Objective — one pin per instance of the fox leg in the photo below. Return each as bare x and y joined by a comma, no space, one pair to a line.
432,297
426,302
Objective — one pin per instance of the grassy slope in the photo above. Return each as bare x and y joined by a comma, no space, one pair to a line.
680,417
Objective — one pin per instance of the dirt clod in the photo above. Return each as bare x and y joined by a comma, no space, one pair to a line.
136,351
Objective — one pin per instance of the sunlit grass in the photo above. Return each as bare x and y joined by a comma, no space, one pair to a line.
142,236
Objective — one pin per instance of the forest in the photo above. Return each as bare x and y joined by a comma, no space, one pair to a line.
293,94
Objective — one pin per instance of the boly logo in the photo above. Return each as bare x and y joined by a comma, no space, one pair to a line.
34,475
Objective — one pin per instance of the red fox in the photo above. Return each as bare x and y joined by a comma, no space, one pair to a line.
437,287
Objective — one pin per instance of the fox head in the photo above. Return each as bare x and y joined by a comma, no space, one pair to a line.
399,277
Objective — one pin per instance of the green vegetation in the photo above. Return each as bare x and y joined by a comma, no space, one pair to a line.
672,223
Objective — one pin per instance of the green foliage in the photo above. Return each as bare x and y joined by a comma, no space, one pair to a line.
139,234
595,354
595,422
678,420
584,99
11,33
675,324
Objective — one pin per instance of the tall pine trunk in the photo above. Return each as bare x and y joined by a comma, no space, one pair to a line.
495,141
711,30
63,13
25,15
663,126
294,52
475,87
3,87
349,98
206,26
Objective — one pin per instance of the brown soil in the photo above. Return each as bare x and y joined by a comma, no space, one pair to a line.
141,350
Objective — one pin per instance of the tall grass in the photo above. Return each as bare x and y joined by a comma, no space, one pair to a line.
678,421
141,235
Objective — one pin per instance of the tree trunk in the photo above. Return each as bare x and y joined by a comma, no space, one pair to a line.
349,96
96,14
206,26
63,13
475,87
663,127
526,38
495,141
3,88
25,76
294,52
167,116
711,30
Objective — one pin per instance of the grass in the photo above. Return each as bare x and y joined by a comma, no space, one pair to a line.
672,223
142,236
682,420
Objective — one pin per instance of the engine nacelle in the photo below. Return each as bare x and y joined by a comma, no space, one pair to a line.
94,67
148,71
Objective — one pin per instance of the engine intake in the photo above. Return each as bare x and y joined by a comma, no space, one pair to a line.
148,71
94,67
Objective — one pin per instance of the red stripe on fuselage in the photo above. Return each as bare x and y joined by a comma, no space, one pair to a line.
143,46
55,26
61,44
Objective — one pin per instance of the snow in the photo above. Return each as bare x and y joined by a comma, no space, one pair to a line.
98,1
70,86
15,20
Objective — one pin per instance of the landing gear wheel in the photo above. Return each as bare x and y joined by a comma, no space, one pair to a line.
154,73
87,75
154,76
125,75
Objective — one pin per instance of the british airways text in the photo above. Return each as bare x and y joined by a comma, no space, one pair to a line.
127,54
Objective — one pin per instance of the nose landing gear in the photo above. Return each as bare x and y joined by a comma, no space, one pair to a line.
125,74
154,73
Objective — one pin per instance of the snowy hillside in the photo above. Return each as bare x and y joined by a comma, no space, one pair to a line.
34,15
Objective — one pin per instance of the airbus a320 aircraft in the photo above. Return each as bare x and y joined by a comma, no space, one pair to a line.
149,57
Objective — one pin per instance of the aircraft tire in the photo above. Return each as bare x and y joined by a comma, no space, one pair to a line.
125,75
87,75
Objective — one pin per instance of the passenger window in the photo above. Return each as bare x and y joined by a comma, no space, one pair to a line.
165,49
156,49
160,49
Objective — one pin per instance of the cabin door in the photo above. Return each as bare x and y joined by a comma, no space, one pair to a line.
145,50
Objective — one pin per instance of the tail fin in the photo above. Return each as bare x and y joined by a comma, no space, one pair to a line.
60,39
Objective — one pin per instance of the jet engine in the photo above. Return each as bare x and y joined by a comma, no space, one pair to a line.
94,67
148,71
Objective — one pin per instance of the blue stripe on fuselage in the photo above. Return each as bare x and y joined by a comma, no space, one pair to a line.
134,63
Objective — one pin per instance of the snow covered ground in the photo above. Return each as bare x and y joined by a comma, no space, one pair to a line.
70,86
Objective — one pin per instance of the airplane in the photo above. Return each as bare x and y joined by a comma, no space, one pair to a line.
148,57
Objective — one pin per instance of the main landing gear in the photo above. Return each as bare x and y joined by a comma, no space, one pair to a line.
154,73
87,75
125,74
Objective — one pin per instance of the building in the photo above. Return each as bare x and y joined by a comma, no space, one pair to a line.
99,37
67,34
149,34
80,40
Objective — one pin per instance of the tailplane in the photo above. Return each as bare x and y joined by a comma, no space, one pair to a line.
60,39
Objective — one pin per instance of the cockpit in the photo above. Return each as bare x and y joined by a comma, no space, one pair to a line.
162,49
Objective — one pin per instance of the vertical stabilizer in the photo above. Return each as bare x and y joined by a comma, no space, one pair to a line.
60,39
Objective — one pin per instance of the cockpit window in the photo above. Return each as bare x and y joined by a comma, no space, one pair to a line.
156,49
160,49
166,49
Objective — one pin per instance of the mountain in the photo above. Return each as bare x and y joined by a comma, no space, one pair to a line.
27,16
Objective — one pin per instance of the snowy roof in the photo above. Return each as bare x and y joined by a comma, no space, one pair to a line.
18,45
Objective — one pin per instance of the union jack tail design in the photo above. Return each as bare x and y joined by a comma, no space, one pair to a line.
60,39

━━━━━━━━━━

* Instructions for the task
Rescale the lines from the one containing "Objective — one pin per instance of the cockpit window" up to and including the final line of the rows, reproducing each line, requests included. Multiply every x and y coordinate in the answers by 2.2 and round it to a whole number, with halves rounding up.

* Answer
Objective — one pin per instance of the cockpit window in the photo above. Return each as bare x and y joined by a comma, no space, one pair to a line.
343,108
352,108
365,108
Objective — one pin per instance of the mountain in the photo above. Return each as bare x and y joined by a comma, no space, one pair to a line.
59,35
Objective — one pin per instance of the snowy roof in the photo above. Return each as bare x and y joined by a comma, no space, one pair to a line.
40,99
Objective — one pin per instance of the union jack tail design in the photo above. Return each as bare x and y joined by a comma, no space, one pair to a line.
132,86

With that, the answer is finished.